(Part 1 of an ongoing series: shiny things in telepathy-glib)
16:46 < epmf> tp-glib is made of magic
--
#telepathy
, 2008-04-15
Rob pointed out today that I'd been promising to blog about telepathy-glib for several months and still haven't done so. I think there's too much to cover in one blog post, so I'll start with the oldest part - implementing a service (typically a Telepathy connection manager).
While telepathy-glib is (obviously) intended for Telepathy implementors, I think the ideas we've been implementing are likely to be useful for any D-Bus API, particularly flexible/complex APIs where an object implements many interfaces.
Introduction to telepathy-glib
telepathy-glib started out as a collection of code extracted from our XMPP connection manager, telepathy-gabble, but at some point it grew beyond that into a wrapper around/partial replacement for dbus-glib. We've been quite pleased with it, really :-)
My first major round of work on telepathy-glib, during the first half of 2007, was to split it out from telepathy-gabble (versions up to 0.5.9 were released as part of Gabble 0.5.x tarballs, in fact), leading to the release of the 0.6.x stable branch in late September.
This was very helpful for implementing connection managers - Salut, Idle and telepathy-sofiasip (our connection managers for link-local XMPP, IRC and SIP) all started off by forking/cargo-culting from Gabble, and achieved huge code reductions by porting to telepathy-glib. Also, Will Thompson used it in his Summer of Code project, telepathy-haze, to go from nothing to a working and useful Telepathy implementation based on libpurple in a matter of a few months.
The second major round of work, which I'll discuss in a later article, added client code to telepathy-glib, obsoleting the older/worse libtelepathy and allowing client programs like Empathy and telepathy-stream-engine to be written using telepathy-glib. In the process, I accidentally reinvented DBusGProxy :-) More details to come later!
Some background: service-side code generation
Supporting D-Bus in the GObject world has always involved quite a lot of code generation. The core API of dbus-glib is heavily reliant on varargs functions, which aren't type-safe and are easy to get wrong.
dbus-glib contains a program called dbus-binding-tool, which is meant to generate reasonably sane GObject APIs for D-Bus objects. Unfortunately, it seems to be intended to generate a whole GObject at a time.
Early versions of telepathy-gabble used dbus-binding-tool plus a
script called gengobject.py
to generate API stubs for the exported
objects; developers then filled in the blanks, and hey presto, we had a
GObject on D-Bus. This was fine up to a point, but had a couple of major
drawbacks.
Whenever we changed the D-Bus API (quite common during the early development of Telepathy), there was a very laborious and error-prone merging process. We ended up with the following process:
copy the D-Bus introspection XML from the telepathy-spec repository into a directory
xml/pristine
(actually, the canonical form for the spec was Python for a while, and we had a script that exported a contrived object onto D-Bus and introspected itself to get the XML - but that's another story!)preprocess the introspection XML to add the dbus-glib CFunctionName annotation, resulting in a directory
xml/modified
run
dbus-binding-tool
and a Python scriptgengobject.py
to generate C source inxml/src
three-way-diff the old version of
xml/src
, the new version ofxml/src
, and the real C code insrc
to create a new version ofsrc
pray that the diff process hadn't randomly exchanged functions' implementations
update the resulting code in
src
so it workedcheck the whole mess back into darcs
hope that nobody else had made changes that would result in darcs conflicts
If you haven't yet gathered, this was a bit of a nightmare.
···
Exercise requirements>
• A. List every Telepathy connection manager that the telepathy-glib blog post names.
• B. Extend the telepathy-glib blog post, starting right after its final sentence.

Dataset records>
···
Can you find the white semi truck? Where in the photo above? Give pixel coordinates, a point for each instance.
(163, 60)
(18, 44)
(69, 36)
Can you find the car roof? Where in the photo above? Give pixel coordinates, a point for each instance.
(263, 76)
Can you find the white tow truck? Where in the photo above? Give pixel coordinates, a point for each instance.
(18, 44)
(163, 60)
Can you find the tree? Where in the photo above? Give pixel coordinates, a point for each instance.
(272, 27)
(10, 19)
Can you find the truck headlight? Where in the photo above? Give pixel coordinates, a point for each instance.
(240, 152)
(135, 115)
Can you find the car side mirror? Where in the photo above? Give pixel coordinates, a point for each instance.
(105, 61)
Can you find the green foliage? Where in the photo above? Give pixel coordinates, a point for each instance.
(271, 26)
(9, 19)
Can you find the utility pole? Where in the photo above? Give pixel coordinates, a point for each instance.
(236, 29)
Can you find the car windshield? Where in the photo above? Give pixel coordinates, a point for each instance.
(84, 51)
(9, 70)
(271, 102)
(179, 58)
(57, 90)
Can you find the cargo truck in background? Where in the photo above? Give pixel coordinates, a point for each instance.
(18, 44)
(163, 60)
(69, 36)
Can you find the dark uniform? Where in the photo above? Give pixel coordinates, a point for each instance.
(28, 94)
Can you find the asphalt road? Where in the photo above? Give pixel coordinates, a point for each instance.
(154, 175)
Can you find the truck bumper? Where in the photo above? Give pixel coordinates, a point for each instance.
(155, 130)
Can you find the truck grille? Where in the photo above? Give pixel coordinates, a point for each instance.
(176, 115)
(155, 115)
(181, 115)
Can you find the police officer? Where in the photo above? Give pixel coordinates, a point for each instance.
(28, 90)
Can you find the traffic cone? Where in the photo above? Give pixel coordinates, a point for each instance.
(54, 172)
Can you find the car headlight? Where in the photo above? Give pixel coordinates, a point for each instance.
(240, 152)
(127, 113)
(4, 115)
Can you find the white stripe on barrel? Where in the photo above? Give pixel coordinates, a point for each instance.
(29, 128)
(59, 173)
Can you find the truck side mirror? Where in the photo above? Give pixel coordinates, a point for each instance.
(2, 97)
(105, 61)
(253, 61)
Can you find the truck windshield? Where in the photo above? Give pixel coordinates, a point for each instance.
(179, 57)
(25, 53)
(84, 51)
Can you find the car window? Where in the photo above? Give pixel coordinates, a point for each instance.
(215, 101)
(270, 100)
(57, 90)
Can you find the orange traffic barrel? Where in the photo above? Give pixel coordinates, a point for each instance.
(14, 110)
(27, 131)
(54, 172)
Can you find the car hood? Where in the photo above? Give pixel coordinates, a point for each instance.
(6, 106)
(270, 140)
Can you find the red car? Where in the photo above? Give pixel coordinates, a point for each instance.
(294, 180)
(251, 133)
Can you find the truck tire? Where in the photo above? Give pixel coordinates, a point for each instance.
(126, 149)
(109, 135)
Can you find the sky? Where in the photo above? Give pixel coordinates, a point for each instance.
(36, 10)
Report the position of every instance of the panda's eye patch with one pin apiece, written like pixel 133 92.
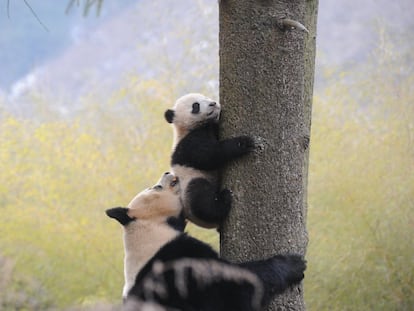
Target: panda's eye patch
pixel 174 182
pixel 196 108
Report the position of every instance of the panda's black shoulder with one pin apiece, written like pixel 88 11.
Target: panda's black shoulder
pixel 197 148
pixel 183 246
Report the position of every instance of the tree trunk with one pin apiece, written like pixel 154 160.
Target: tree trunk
pixel 266 84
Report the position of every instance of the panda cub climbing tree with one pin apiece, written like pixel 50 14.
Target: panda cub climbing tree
pixel 165 269
pixel 197 156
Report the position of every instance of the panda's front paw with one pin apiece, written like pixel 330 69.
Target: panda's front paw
pixel 245 144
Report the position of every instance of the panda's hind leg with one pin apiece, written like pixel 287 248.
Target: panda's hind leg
pixel 206 203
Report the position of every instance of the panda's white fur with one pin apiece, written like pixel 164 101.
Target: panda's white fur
pixel 165 269
pixel 198 155
pixel 185 121
pixel 148 230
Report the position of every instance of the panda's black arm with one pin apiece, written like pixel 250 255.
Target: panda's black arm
pixel 182 246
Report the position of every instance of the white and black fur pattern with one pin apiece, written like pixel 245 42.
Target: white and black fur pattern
pixel 151 219
pixel 165 269
pixel 197 156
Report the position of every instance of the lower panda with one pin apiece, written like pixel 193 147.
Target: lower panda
pixel 197 156
pixel 166 269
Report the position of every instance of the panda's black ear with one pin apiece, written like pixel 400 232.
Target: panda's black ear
pixel 120 214
pixel 169 115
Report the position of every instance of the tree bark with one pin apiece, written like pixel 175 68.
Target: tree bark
pixel 266 85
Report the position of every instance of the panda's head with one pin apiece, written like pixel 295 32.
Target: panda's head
pixel 191 111
pixel 159 204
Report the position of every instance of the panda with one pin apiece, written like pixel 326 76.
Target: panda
pixel 197 156
pixel 166 269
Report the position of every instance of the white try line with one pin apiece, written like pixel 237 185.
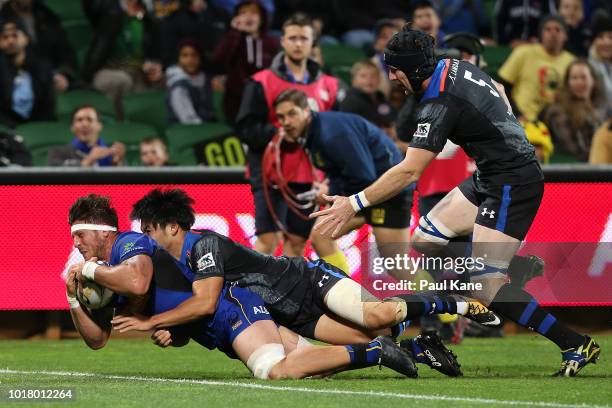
···
Answer set>
• A.
- telepathy-gabble
- Salut
- Idle
- telepathy-sofiasip
- telepathy-haze

• B.
Also, it was very easy to return the wrong thing from a method without noticing - because all the APIs were varargs, the compiler didn't notice, and the first we'd know about it was a mysterious segfault under certain circumstances.
How telepathy-glib fixes code generation
telepathy-glib improves on this by taking advantage of this innocuous-looking feature in dbus-glib:
commit 355ef78d98d6fc65715845d56232199162cab12a
Author: Steve Frécinaux <steve istique net>
Date: Thu Aug 17 11:48:20 2006 +0200
Interface support for bindings.
Instead of running dbus-binding-tool or creating GObjects with D-Bus
interfaces, we put the entire Telepathy spec through
glib-ginterface-gen.py
, a distant descendant of Gabble's gengobject.py
.
For each interface in the spec, we generate a GInterface that mirrors the
D-Bus interface. Any GObject that implements the GInterface automatically
gets the D-Bus interface if it's exported onto D-Bus.
There are a few non-obvious refinements, though:
The signature of the method implementation is always in the mode that dbus-glib calls "asynchronous", where the method implementation can either send a reply message before or after it returns.
For "slow" methods, this is the only thing you can do. For instance, many Telepathy D-Bus methods can't return anything until some TCP round-trips to the server have happened.
This is also the only thing you can do if you want to extract extra information, like the sender's unique name, from the method-call message (dbus-glib's "synchronous" API doesn't allow this to be done).
For "fast" methods, sending a reply message before returning is just as easy as using the "synchronous" API (it's just a difference of syntax), and has an API consistent with that of the "slow" methods, making it easier for service authors.
The layout of the GInterface vtable is private, and (auto-generated) accessor functions are used to fill in implementations. This means our ABI doesn't change just because we re-ordered functions in the spec.
If no implementation is provided for a method, we just raise an appropriate error (org.freedesktop.Telepathy.Errors.NotImplemented), rather than suffering an assertion failure. This means we can safely add methods to an interface.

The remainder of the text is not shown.